Reproduce the passage of the blog excerpt on flour-imprinted linen below, beginning at the words "From the blog" and ending after the words "am I missing?".

*** EXCERPT TO READ Section Begins ***

Oh, and go boil your head.

From the blog postings of Colin Berry:

It has clear advantages over Mode 1, [discussed above]. in that ANYTHING with 3D properties can in principle be imprinted, not having to be heated. That might be bas relief templates and/or fully 3D statues.  It may even conceivably have been a person, living or dead.  All that was needed was a coating of white flour (or a comparable dry powdered substance providing reducing sugar and amino groups), probably with a binder material to ensure even coating (the vegetable oil in the present modelling, but other options exist).

But I don’t see how with 3D statues, bodies and whatnot, we are not facing the well-understood contact-wrap-around problem. What am I missing?

But there’s a tricky step in the procedure – namely the final roasting of the flour-imprinted linen that has to convert the coating to tan-coloured melanoidins (Maillard reaction products) without too much dicoloration of the linen. It can be done in  principle, on a small scale laboratory basis, given the exceptional chemical and thermal stability of cellulose, by far and away the major component of linen fibres, relative to the starch, proteins lipids etc of wheat flour.

There’s a great deal to think about right now. Best to stop here and post the experimental results. Maybe others can see things I have missed that might offer a way forward through this thicket of new possibilities, each with its own unique difficulties.

To those who claim I select and/or manipulate experimental data I say this. Go boil your heads (old English expression of endearment).

*** EXCERPT TO READ Section Ends ***
*** EXTRACTED ENTRIES Section Begins ***

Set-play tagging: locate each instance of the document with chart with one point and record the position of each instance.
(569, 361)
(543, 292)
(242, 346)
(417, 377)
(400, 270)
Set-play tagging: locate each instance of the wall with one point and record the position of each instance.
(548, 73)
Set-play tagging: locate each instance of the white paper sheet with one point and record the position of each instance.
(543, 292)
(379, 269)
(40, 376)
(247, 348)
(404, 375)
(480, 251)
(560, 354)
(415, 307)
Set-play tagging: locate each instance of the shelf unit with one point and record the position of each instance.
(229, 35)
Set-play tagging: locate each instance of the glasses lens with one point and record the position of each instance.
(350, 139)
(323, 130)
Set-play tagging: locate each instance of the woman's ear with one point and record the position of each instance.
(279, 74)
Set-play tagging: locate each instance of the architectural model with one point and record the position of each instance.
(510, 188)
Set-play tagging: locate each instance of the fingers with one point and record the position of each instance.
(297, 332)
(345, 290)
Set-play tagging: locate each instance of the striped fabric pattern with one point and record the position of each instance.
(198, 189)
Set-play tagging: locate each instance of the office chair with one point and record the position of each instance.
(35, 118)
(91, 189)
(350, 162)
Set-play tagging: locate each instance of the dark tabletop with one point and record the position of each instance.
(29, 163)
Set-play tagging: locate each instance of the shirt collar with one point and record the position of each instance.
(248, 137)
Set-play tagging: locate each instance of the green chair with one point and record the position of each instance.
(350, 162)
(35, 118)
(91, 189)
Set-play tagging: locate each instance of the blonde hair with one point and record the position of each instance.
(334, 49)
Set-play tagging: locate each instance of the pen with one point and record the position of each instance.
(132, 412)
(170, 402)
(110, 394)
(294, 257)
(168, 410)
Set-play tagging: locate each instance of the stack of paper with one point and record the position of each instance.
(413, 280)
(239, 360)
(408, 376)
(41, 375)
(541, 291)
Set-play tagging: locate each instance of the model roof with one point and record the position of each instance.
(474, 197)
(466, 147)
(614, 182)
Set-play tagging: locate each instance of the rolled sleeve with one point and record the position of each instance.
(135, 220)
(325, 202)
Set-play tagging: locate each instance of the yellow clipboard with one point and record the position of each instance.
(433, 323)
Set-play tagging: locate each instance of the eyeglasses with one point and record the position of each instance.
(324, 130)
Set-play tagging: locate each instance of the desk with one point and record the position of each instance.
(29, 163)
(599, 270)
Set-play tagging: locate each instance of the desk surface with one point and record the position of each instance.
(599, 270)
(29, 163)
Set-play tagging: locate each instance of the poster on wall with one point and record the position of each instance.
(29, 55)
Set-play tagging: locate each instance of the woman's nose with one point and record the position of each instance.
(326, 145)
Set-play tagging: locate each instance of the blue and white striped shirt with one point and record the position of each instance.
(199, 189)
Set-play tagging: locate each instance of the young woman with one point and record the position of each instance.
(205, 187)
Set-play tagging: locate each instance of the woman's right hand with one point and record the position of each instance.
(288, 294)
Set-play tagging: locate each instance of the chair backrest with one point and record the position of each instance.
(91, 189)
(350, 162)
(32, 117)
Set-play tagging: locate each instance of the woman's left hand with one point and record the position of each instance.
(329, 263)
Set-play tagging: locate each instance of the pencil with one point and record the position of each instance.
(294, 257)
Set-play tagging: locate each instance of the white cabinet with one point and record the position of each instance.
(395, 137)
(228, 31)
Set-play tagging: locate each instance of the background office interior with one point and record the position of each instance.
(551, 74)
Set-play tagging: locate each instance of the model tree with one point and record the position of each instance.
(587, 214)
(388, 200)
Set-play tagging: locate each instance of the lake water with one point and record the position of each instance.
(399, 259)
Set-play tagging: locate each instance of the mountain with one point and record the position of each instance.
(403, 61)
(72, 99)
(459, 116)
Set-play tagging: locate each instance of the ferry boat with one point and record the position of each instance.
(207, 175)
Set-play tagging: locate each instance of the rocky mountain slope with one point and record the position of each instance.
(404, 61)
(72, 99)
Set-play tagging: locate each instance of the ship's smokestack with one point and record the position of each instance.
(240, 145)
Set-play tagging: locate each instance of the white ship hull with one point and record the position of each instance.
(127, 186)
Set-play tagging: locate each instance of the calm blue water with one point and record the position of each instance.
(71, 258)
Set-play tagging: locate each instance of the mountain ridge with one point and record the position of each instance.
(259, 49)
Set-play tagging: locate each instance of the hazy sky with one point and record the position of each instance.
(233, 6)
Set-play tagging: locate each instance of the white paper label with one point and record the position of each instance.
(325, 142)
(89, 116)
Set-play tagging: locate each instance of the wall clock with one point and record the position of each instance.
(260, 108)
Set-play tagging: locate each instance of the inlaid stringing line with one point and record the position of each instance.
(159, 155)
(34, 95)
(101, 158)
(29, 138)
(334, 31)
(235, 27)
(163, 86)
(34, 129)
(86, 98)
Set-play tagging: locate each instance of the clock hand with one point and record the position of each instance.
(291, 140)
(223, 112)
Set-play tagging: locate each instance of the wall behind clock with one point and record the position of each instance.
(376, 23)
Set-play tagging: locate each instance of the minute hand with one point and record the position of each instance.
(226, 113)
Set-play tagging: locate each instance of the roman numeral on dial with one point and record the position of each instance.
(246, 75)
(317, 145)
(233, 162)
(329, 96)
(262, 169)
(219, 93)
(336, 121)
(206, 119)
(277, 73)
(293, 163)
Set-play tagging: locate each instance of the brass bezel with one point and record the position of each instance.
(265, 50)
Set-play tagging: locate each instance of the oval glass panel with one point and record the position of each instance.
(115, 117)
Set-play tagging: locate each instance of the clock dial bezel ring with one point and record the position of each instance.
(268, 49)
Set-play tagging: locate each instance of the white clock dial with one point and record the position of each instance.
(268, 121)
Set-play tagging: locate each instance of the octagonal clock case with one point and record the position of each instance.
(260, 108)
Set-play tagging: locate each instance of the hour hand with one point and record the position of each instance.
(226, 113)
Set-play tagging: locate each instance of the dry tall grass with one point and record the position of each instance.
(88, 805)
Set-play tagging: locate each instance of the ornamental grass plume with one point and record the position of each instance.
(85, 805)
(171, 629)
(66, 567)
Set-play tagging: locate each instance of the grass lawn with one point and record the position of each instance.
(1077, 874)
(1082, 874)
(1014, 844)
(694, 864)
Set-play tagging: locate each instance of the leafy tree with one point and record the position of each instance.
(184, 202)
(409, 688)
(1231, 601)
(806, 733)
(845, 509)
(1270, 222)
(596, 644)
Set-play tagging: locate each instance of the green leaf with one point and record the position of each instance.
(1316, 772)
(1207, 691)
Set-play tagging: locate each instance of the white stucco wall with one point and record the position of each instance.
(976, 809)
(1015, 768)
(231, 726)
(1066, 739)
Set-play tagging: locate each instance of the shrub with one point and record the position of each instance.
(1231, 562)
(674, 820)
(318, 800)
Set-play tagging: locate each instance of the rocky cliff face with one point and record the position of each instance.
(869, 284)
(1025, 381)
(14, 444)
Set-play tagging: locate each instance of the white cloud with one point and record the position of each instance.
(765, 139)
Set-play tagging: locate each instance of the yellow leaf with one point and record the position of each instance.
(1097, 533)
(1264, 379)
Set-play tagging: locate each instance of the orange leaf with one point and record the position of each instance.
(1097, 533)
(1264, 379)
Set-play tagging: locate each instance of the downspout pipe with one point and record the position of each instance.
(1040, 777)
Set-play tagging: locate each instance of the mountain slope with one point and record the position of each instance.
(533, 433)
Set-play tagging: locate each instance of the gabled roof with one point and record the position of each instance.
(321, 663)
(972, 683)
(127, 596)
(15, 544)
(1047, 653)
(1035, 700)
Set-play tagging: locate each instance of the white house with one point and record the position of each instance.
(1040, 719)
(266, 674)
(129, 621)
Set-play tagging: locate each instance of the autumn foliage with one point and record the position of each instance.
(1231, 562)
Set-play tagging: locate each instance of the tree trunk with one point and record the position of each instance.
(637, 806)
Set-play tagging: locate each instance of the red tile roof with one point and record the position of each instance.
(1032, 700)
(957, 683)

*** EXTRACTED ENTRIES Section Ends ***

**RESPONSE AREA**.
From the blog postings of Colin Berry:

It has clear advantages over Mode 1, [discussed above]. in that ANYTHING with 3D properties can in principle be imprinted, not having to be heated. That might be bas relief templates and/or fully 3D statues.  It may even conceivably have been a person, living or dead.  All that was needed was a coating of white flour (or a comparable dry powdered substance providing reducing sugar and amino groups), probably with a binder material to ensure even coating (the vegetable oil in the present modelling, but other options exist).

But I don’t see how with 3D statues, bodies and whatnot, we are not facing the well-understood contact-wrap-around problem. What am I missing?